## TASK GOAL
Collect each line of the entries below that contains the string "beige". Treat uppercase and lowercase as distinct when matching.

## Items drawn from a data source

%%

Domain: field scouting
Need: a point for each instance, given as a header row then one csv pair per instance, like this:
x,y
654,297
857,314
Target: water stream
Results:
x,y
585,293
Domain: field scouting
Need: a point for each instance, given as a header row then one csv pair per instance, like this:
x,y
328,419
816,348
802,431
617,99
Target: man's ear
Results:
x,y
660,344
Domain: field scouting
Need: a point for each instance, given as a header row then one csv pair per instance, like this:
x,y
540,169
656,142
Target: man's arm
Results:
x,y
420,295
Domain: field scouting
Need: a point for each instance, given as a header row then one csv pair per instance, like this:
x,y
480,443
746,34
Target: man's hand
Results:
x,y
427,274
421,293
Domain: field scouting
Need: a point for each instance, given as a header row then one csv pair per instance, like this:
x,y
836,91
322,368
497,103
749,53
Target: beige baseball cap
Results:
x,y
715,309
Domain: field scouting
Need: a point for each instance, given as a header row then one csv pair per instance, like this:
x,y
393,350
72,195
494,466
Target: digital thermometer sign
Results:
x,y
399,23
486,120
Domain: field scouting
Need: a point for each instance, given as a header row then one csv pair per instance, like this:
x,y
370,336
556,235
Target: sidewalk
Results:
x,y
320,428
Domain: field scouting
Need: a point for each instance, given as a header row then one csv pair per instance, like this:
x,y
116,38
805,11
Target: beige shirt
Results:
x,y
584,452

%%
%%

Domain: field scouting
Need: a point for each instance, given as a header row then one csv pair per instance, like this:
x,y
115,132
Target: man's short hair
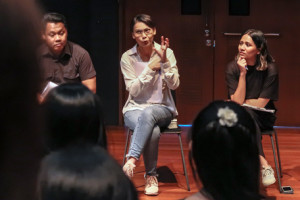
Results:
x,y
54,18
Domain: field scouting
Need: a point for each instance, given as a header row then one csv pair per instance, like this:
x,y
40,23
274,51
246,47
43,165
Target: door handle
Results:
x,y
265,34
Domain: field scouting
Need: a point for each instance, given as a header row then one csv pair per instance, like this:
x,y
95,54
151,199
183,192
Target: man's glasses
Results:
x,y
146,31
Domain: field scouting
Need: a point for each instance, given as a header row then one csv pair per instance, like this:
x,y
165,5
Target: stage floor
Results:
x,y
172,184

%%
%%

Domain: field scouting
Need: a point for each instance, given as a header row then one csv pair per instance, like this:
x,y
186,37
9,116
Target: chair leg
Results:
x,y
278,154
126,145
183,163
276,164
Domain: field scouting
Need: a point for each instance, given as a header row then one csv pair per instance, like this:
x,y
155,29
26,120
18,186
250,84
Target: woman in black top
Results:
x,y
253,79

%%

## OUTPUT
Target: beige baseball cap
Target: beige shirt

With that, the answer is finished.